**Requirements:** Starting at the top of the material and ending after the line that contains "141,135 -> 800,800", rewrite those lines with every "locate" changed to "find" and nothing else altered, leaving out the pictures.

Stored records
- - - -

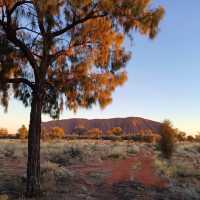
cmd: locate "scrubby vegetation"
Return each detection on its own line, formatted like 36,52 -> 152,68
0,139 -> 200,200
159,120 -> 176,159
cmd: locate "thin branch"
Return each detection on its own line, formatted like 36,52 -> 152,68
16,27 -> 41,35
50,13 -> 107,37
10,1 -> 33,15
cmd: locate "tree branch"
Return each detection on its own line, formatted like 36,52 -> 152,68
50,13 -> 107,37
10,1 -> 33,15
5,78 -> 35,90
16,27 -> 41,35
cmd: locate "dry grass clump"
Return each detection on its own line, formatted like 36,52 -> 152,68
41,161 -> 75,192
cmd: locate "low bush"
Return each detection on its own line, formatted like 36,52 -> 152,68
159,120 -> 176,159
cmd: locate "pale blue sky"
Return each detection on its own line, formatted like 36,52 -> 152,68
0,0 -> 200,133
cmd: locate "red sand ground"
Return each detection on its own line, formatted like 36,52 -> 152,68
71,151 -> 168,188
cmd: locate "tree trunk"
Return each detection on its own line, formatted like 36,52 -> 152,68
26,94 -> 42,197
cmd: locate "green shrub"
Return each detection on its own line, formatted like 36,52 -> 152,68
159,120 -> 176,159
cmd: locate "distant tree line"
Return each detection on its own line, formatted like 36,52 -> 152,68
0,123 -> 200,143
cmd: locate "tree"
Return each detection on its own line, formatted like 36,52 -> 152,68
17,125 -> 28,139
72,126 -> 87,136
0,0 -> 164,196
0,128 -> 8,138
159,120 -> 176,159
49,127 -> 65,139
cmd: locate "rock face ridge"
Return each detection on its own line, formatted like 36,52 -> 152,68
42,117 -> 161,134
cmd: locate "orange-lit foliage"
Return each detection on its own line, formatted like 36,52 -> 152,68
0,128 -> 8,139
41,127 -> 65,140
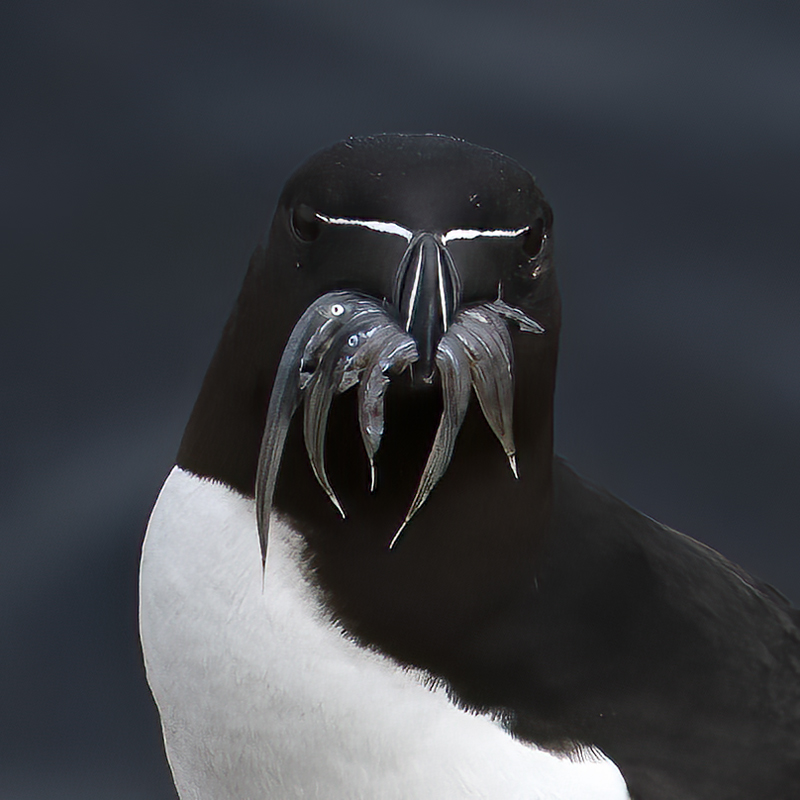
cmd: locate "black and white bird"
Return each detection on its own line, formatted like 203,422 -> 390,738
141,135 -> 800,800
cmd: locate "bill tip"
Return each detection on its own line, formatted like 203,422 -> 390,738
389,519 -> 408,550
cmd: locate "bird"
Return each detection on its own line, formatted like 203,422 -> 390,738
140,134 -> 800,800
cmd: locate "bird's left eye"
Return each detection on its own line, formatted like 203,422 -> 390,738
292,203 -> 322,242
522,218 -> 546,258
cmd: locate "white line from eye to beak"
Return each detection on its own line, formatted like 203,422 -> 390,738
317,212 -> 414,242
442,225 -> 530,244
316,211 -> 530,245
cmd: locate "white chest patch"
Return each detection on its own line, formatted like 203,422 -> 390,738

- - - -

**Solution to the problem:**
cmd: find "scrubby vegetation"
Return each detection on its own line, formatted like 36,52 -> 152,68
0,139 -> 200,200
159,120 -> 176,159
cmd: find "thin branch"
Return each detection on its own line, formatted like 36,52 -> 152,68
16,27 -> 41,35
50,13 -> 107,37
10,1 -> 33,15
cmd: find "tree branch"
Return each detection on its own line, formatted like 36,52 -> 152,68
50,13 -> 107,37
10,1 -> 33,15
5,78 -> 35,90
16,27 -> 41,35
cmd: find "dry grass clump"
Return each detection on its own line, formatted like 36,52 -> 152,68
41,161 -> 75,192
cmd: find "low bush"
Return each detection on its own line, formatted like 36,52 -> 152,68
159,120 -> 176,159
cmd: find "pale blue sky"
Return each detection on its own line, formatted like 36,52 -> 152,68
0,0 -> 200,133
cmd: find "red sand ground"
Return each detection on its own line, formatted like 36,52 -> 152,68
71,151 -> 168,188
cmd: find "tree trunk"
Return each detection on its own line, formatted like 36,52 -> 152,68
26,94 -> 42,197
cmd: find "green shrub"
Return each detection on its own line, formatted like 36,52 -> 152,68
159,120 -> 176,159
cmd: find "distant tree line"
Return each detection on its own line, formatted like 36,52 -> 152,68
0,123 -> 200,143
cmd: find "tree"
Return each detection on its own line, formatted like 36,52 -> 152,68
17,125 -> 28,139
72,126 -> 87,136
0,0 -> 164,196
0,128 -> 8,138
159,120 -> 176,159
49,127 -> 65,139
cmd: find "rock face ridge"
Return each detection on its own line, formatted like 36,52 -> 152,68
42,117 -> 161,134
cmd: find "orange-lit foliage"
Return each detection on its own line, formatted like 36,52 -> 152,68
0,128 -> 8,139
41,127 -> 65,140
cmd: find "black and white bird"
Return each detection on its own line, formatted like 203,422 -> 390,738
141,135 -> 800,800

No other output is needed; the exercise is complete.